**GIVEN TEXT**

* START *

A husband in a customary marriage who wishes to enter into a further customary marriage with another woman after the commencement of this Act must make an application to the court to approve a written contract which will regulate the future matrimonial property system of his marriages.’

[6] It is common cause that the marriage contracted between the appellant and the deceased was not preceded by an application for an order approving a contract regulating the future matrimonial system of both marriages.

In the high court

[7] Bertelsmann J, considered the equal status and capacity afforded to spouses in a customary marriage and came to the conclusion that s 7(6) is aimed at protecting the proprietary interests of both the existing and prospective spouse. He emphasised the prejudice likely to be suffered by the existing spouse where the second marriage has not been disclosed, dealt with by the contract and sanctioned by the court and held thus:

‘The failure to comply with the mandatory provisions of this subsection cannot but lead to the invalidity of a subsequent customary marriage, even though the Act does not contain an express provision to that effect. Cronje and Heaton argue in South African Family Law 2ed at 204, that the court’s intervention would be rendered superfluous - which the legislature could not have intended - if invalidity did not result from a failure to observe ss (6).’

However, he found that the failure of the husband to comply with the provisions of s 7(6) rendered the second customary marriage null and void ab initio as the provisions of the section are peremptory.

The learned judge continued at para 25:

‘A further argument, that failure to comply with the subsection leads to invalidity of the subsequent further customary marriage, arises from the peremptory language of the provision: the word ‘must’, read with the provisions of subsection (7)(b)(iii), empowering the court to refuse to register a proposed contract, indicates that the legislature intended non-compliance to lead to voidness of a marriage in conflict with the provision.’

The issues

[8] The core issue in this appeal turns on whether the failure by the husband to make an application to court to approve a written contract regulating the matrimonial property system of both the first and second marriages, as envisaged in s 7(6) of the Act, invalidates the subsequent customary marriages from inception, in the absence of an express provision in the Act to that effect.

* END *

**WHAT IS ASKED**
- a) Substitute "pitched roof" for "sloped roof" in the rows below. Begin at the line that has "Category: hillside" and run through the end of the rows, giving those lines again with nothing else changed.
- b) Continue the judgment on the validity of the second customary marriage from its last sentence.

**AVAILABLE DATA**
* START *

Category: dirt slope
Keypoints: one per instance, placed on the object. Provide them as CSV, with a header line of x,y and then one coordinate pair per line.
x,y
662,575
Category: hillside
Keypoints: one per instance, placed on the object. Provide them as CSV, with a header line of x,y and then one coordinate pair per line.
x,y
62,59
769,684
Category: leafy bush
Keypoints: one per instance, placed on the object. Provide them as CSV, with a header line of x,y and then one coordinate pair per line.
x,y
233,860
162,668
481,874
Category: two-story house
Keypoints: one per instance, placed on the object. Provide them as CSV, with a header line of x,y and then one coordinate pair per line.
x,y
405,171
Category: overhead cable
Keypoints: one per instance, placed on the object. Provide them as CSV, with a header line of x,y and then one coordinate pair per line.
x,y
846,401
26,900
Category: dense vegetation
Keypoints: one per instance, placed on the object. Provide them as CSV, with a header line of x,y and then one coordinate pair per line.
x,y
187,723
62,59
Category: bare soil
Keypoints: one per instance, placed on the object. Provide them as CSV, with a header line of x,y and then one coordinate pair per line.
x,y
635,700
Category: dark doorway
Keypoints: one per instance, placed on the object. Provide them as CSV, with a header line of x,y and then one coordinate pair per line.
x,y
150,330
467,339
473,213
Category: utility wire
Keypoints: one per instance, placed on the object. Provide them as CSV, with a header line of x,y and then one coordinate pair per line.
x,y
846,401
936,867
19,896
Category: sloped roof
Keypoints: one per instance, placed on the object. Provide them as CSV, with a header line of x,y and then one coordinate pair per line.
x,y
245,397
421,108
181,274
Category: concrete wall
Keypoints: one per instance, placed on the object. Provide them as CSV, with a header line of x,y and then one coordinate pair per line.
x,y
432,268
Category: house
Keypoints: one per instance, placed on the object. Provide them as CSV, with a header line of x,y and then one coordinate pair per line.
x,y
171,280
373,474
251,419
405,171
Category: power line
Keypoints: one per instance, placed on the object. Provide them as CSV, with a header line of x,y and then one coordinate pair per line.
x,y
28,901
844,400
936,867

* END *

**FINAL RESULTS**
- a)
Category: hillside
Keypoints: one per instance, placed on the object. Provide them as CSV, with a header line of x,y and then one coordinate pair per line.
x,y
62,59
769,684
Category: leafy bush
Keypoints: one per instance, placed on the object. Provide them as CSV, with a header line of x,y and then one coordinate pair per line.
x,y
233,860
162,668
481,874
Category: two-story house
Keypoints: one per instance, placed on the object. Provide them as CSV, with a header line of x,y and then one coordinate pair per line.
x,y
405,171
Category: overhead cable
Keypoints: one per instance, placed on the object. Provide them as CSV, with a header line of x,y and then one coordinate pair per line.
x,y
846,401
26,900
Category: dense vegetation
Keypoints: one per instance, placed on the object. Provide them as CSV, with a header line of x,y and then one coordinate pair per line.
x,y
187,723
62,59
Category: bare soil
Keypoints: one per instance, placed on the object. Provide them as CSV, with a header line of x,y and then one coordinate pair per line.
x,y
635,700
Category: dark doorway
Keypoints: one per instance, placed on the object. Provide them as CSV, with a header line of x,y and then one coordinate pair per line.
x,y
150,330
467,339
473,213
Category: utility wire
Keypoints: one per instance, placed on the object. Provide them as CSV, with a header line of x,y and then one coordinate pair per line.
x,y
846,401
936,867
19,896
Category: pitched roof
Keypoints: one per instance, placed on the object. Provide them as CSV, with a header line of x,y and then one coordinate pair per line.
x,y
245,397
421,108
181,274
Category: concrete wall
Keypoints: one per instance, placed on the object. Provide them as CSV, with a header line of x,y and then one coordinate pair per line.
x,y
432,268
Category: house
Keypoints: one per instance, placed on the object. Provide them as CSV, with a header line of x,y and then one coordinate pair per line.
x,y
171,280
373,474
251,419
405,171
Category: power line
Keypoints: one per instance, placed on the object. Provide them as CSV, with a header line of x,y and then one coordinate pair per line.
x,y
28,901
844,400
936,867

- b)
In this court

[9] At the hearing of this appeal, counsel for the appellant submitted that the conclusion arrived at by the court below as to the consequences of non-compliance with s 7(6) is incorrect because the section is not peremptory. Moreover, it could not have been the intention of the legislature, said counsel to effect so fundamental a change to the customary law of polygamy by subjecting the validity of a second marriage to prior consent by a court, which could withhold it. Relying on two decisions of the Constitutional Court in Hassam v Jacobs NO [2] and Gumede v President of the Republic of South Africa[3] counsel for the appellant further argued that the interpretation accorded to the section by the court a quo is in conflict with s 39(2) of the Constitution.[4]

[10] The Women’s Legal Trust was admitted as amicus curiae. Counsel for the amicus aligned herself with the appellant’s submissions and added, basing her argument on Brink v Kitshoff NO,[5] that the court a quo, in interpreting the provisions of s 7(6) was enjoined to consider historical inequalities based on race, gender, marital status and class, as well the realities of women married under customary law generally and women in polygamous marriages, in particular. She further contended that an interpretation that renders the second customary marriage invalid undermines the subsequent wife’s right to dignity and equality. The amicus outlined the harsh impact of invalidating an otherwise valid customary marriage in three stages: viz divorce, death and succession as well as social standing of the second wife and her children. According to the amicus, the interpretation accorded to s 7(6) by the court a quo gives priority to the rights of the first wife and in so doing defeats the purpose of the Act to protect all wives in polygamous marriages by creating a mechanism for a certain and equitable matrimonial property regime. Such an interpretation is, so went the argument, at odds with the Constitution and the Convention on the Elimination of All Forms of Discrimination Against Women (CEDAW) ratified without reservation by the Republic of South Africa in 1996.

[11] The respondent’s counsel in his turn argued that the appellant, on the facts presented failed to establish that her customary marriage to the deceased was valid. Although this issue was debated in court, I must at the outset state that this court need not decide it as there is no cross-appeal challenging the finding of the court a quo on its acceptance of the validity of the second customary marriage. It was further submitted on behalf of the respondent that s 7 (6) was aimed at protecting the interests of the existing wife, it is for that reason that she must be joined in the proceedings determining the proposed contract regulating the matrimonial property. I deal with this issue in my conclusion.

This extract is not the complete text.